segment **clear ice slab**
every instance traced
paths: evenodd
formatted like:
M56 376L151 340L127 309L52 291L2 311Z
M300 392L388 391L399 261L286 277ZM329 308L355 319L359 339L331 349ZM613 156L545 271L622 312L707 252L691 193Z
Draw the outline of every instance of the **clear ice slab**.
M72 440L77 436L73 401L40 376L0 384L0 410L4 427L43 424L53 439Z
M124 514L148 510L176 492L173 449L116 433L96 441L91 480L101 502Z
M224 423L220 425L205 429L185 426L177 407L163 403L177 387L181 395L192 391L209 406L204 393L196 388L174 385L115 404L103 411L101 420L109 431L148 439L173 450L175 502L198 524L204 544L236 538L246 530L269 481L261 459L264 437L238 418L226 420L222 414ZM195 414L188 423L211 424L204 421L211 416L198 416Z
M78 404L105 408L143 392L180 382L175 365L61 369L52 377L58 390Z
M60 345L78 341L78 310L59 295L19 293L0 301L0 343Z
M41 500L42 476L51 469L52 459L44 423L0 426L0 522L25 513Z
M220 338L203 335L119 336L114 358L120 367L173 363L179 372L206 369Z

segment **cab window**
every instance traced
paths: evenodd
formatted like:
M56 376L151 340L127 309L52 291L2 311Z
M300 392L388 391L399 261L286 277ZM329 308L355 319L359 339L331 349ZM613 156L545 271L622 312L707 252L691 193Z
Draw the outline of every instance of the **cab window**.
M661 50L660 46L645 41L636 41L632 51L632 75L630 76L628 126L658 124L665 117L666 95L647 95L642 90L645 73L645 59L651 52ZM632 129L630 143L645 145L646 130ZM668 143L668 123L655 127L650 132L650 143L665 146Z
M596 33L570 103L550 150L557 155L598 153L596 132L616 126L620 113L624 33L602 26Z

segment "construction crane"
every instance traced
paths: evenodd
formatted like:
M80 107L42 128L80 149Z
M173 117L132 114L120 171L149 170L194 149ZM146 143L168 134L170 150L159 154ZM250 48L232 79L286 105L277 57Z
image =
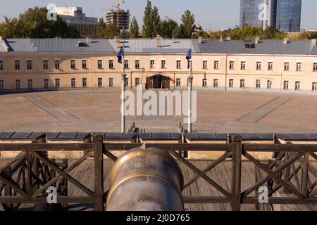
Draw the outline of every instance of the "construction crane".
M106 4L107 5L111 5L113 8L116 8L117 10L117 16L116 16L116 25L117 27L119 27L120 23L119 23L119 15L120 15L120 11L121 10L121 6L123 5L125 3L125 1L111 1L111 2L107 2Z

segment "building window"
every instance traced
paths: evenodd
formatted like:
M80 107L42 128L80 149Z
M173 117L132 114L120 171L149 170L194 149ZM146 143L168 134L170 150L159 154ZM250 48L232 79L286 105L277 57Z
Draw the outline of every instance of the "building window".
M203 79L203 87L206 87L206 86L207 86L207 79Z
M273 62L268 62L268 70L273 70Z
M256 70L261 70L262 68L262 63L256 62Z
M302 70L302 63L296 63L296 71Z
M135 78L135 86L138 86L139 85L139 78Z
M76 87L76 79L75 78L72 78L71 86L73 88Z
M245 87L245 80L240 79L240 89L244 89Z
M20 80L20 79L16 79L15 80L15 88L17 89L21 89L21 80Z
M290 71L290 63L284 63L284 71Z
M203 69L207 70L208 68L208 62L207 61L203 61Z
M20 60L15 60L14 66L15 66L15 70L20 70Z
M27 88L32 89L33 88L32 79L27 79Z
M87 68L87 60L84 59L82 60L82 69Z
M256 89L261 89L261 79L256 80Z
M44 70L49 69L49 61L46 60L43 60L43 69Z
M161 62L161 64L162 69L166 69L166 60L162 60Z
M109 87L113 86L113 78L109 78Z
M241 62L241 70L245 70L245 61Z
M150 60L150 68L153 69L155 68L155 60Z
M87 78L82 78L82 87L87 86Z
M271 80L268 80L268 89L271 89L272 88L273 82Z
M135 60L135 69L139 69L139 60Z
M27 70L32 70L32 60L27 61Z
M213 62L213 69L214 70L219 70L219 61L214 61Z
M217 88L218 86L219 80L218 79L213 79L213 87Z
M229 79L229 87L233 87L233 79Z
M61 80L59 79L55 79L55 87L61 87Z
M56 69L56 70L59 69L59 60L55 60L55 69Z
M76 68L76 61L75 60L70 60L70 68L72 69Z
M98 60L98 69L102 69L102 60Z
M109 60L109 69L113 69L113 60Z
M102 87L102 78L98 78L98 87Z
M49 79L44 79L44 89L48 89L49 88Z
M284 90L288 90L288 81L287 80L285 80L284 81L284 86L283 86L283 89Z
M176 61L176 68L177 69L180 69L181 68L181 61L180 60L177 60Z
M129 68L129 60L125 60L124 66L125 66L125 69Z
M230 61L229 63L229 70L235 70L235 62Z
M295 91L299 91L301 89L301 82L295 82Z

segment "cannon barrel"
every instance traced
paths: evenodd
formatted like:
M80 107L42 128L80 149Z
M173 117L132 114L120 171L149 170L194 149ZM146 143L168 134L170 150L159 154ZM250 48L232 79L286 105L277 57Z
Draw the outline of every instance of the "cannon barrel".
M167 152L135 148L123 155L110 175L108 211L183 211L184 178Z

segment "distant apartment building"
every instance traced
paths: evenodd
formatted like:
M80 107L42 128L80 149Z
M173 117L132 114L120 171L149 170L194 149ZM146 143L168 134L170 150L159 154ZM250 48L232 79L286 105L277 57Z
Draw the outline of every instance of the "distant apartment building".
M317 94L316 39L126 40L125 85L187 89L192 46L194 89ZM121 86L120 41L0 38L0 92Z
M240 26L299 32L301 12L302 0L241 0Z
M128 30L130 25L130 11L111 11L106 16L107 24L116 24L120 30Z
M82 37L97 36L98 18L87 17L81 7L56 7L57 15L68 26L76 29Z

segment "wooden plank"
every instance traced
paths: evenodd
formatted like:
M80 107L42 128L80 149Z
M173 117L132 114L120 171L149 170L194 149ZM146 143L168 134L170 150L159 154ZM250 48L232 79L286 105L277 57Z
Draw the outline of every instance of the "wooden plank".
M94 136L94 210L104 211L104 145L101 135Z
M232 137L232 211L241 210L241 161L242 158L242 139L240 136Z

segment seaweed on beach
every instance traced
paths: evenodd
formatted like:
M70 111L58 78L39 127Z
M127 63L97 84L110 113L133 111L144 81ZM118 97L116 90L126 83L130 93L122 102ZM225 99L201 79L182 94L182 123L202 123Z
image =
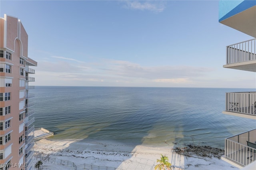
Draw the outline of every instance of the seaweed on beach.
M175 147L174 150L177 154L187 156L193 157L196 155L202 157L216 157L219 159L224 154L224 150L206 145L188 144L184 147Z

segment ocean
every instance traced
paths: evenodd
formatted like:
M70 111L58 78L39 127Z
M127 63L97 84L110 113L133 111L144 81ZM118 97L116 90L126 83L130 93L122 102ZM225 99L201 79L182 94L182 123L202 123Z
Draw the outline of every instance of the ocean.
M229 136L255 128L252 119L222 113L225 93L255 89L36 86L35 128L52 140L224 147Z

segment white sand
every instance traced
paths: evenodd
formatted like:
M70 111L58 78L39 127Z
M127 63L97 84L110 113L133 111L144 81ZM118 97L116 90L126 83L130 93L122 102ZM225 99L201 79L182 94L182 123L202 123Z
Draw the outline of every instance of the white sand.
M35 136L42 133L38 133L38 130L34 132ZM47 156L43 161L44 169L74 169L73 164L78 166L78 170L82 169L84 164L124 170L154 169L157 164L156 159L160 158L161 154L168 156L173 170L238 169L215 158L180 155L173 152L172 147L132 146L74 139L42 139L36 142L33 148L35 152L34 164L36 160L42 159L41 156ZM98 167L95 167L98 169Z

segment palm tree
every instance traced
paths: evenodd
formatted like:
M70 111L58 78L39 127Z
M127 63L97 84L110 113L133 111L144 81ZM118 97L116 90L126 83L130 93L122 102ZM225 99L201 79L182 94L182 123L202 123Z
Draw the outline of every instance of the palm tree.
M156 162L159 162L159 163L155 166L155 170L158 168L159 170L164 170L166 167L167 169L170 169L171 170L171 166L172 164L168 162L169 160L168 157L166 156L164 156L162 154L161 155L162 156L161 159L156 160Z
M43 162L42 162L42 160L39 160L36 162L36 163L35 165L35 168L38 168L38 170L39 170L39 168L40 166L42 166L43 164Z

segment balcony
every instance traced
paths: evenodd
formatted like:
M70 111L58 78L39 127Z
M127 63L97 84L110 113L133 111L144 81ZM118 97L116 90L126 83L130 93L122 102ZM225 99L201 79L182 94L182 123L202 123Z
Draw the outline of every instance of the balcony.
M31 69L30 68L26 67L26 72L30 74L34 74L35 70L34 70L34 69Z
M30 127L30 128L25 131L25 136L28 136L28 134L32 132L35 129L34 125L33 125L32 127Z
M35 94L33 93L28 94L26 95L26 99L30 99L35 97Z
M35 105L35 103L34 102L29 102L28 103L27 103L25 105L25 108L26 109L29 108L30 107Z
M35 89L35 86L34 85L26 85L25 86L25 89L26 90Z
M242 168L256 158L256 149L247 146L247 141L254 143L256 129L225 139L225 157L222 159Z
M254 39L227 46L223 67L256 72L256 43Z
M32 141L34 137L34 135L28 136L27 138L25 140L25 144L28 144L30 143Z
M256 119L256 92L226 93L224 114Z
M34 144L34 143L31 143L28 144L27 148L25 149L25 154L28 153L28 152L30 151Z
M35 81L34 77L26 77L26 80L27 81Z
M34 117L33 117L33 118L32 118L32 119L31 119L29 121L28 121L27 122L26 122L25 123L25 127L28 127L28 126L29 126L30 125L31 125L32 124L32 123L33 123L34 121L35 121L35 118L34 118Z
M26 117L28 117L34 114L34 113L35 111L34 109L30 109L28 113L25 113L25 116L26 116Z

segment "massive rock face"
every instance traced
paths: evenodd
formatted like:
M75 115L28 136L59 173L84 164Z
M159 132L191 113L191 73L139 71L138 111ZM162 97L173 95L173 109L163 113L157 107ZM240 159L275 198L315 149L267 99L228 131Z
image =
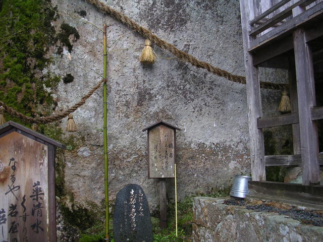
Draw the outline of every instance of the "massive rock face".
M228 206L225 199L194 198L194 242L310 241L323 239L323 228L301 223L277 213Z
M102 2L179 49L244 75L238 1ZM112 201L125 185L135 183L145 191L150 209L156 208L159 186L157 180L147 178L147 138L141 130L160 120L182 130L177 132L179 200L227 187L236 174L250 173L245 85L193 67L153 45L157 62L143 66L138 61L144 46L142 36L85 1L53 0L52 4L60 16L52 24L58 29L67 23L79 34L77 40L70 36L71 52L63 46L63 55L53 54L48 67L62 78L74 77L55 91L56 111L72 105L101 78L101 29L107 25ZM260 79L282 82L286 74L263 70ZM266 116L277 114L279 92L262 90ZM100 89L73 113L79 130L73 135L78 141L63 156L65 189L81 204L99 204L104 199L102 106ZM66 122L60 124L62 128ZM168 191L173 197L173 179L168 181Z

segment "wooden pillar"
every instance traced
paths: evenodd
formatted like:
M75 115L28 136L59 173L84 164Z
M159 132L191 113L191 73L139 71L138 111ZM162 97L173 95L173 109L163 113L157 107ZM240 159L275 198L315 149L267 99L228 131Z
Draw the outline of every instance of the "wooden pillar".
M310 108L316 104L312 53L306 42L305 31L293 33L297 83L298 114L303 170L303 185L319 183L318 138L315 122L311 119Z
M251 30L249 21L254 17L252 0L240 0L243 52L246 69L247 103L250 140L250 160L252 180L265 180L263 134L258 129L257 118L262 116L260 88L258 80L258 68L253 66L252 55L248 52L251 40L248 32Z
M295 70L295 60L289 62L289 91L291 100L291 110L292 112L298 112L298 102L297 101L297 86L296 85L296 75ZM299 134L299 124L292 125L293 130L293 148L294 155L301 153L301 143Z
M167 228L167 198L166 178L159 178L159 207L160 209L160 228Z

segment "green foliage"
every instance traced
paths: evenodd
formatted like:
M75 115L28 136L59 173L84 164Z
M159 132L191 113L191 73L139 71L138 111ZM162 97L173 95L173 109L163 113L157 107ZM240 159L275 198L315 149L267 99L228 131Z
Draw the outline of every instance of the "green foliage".
M153 242L182 242L184 241L185 233L182 229L178 230L177 237L174 229L164 229L154 233Z
M94 234L93 235L88 235L86 234L81 234L81 237L79 239L79 242L103 242L104 241L104 235Z
M47 8L50 4L49 0L1 1L0 99L27 116L43 115L52 109L54 102L43 84L53 87L60 81L39 75L50 62L45 54L56 41L51 22L57 16Z

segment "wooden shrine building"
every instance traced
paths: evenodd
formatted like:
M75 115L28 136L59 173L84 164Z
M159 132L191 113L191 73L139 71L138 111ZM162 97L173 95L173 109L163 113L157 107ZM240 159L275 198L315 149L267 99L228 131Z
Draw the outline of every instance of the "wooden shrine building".
M316 123L323 118L323 106L316 106L315 87L323 86L323 1L240 3L252 180L265 181L265 166L301 165L303 187L299 189L321 187L317 186L323 162ZM288 70L291 113L262 116L259 67ZM285 125L292 125L294 154L265 156L262 129ZM267 191L271 186L278 187L270 184L263 185Z

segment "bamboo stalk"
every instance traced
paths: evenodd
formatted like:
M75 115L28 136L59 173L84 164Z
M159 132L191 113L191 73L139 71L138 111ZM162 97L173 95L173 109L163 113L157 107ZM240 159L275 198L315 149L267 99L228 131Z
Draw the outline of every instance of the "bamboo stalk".
M106 25L103 24L103 78L106 79ZM106 81L103 84L103 138L104 147L104 194L105 200L105 238L109 240L109 159L107 157L107 107L106 102Z
M174 165L175 175L175 226L176 227L176 237L177 237L177 186L176 179L176 163Z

> WORK REQUIRED:
Edit the data starting with the line that contains "segment seaweed on beach" and going on through the line that contains "M175 147L174 150L177", replacing every "seaweed on beach" with "kelp on shore" and keeping all else unchanged. Leave the picture out of your answer.

> FINAL RESULT:
segment kelp on shore
every instance traced
paths: evenodd
formatted like:
M70 111L58 78L39 127Z
M127 63L97 84L110 113L133 111L144 81ZM118 97L116 90L126 83L130 93L122 102ZM225 99L201 79L182 94L182 123L202 123Z
image =
Draw the outline of every instance of the kelp on shore.
M175 147L174 150L177 154L187 156L193 157L196 155L202 157L216 157L219 159L224 154L224 150L206 145L188 144L184 147Z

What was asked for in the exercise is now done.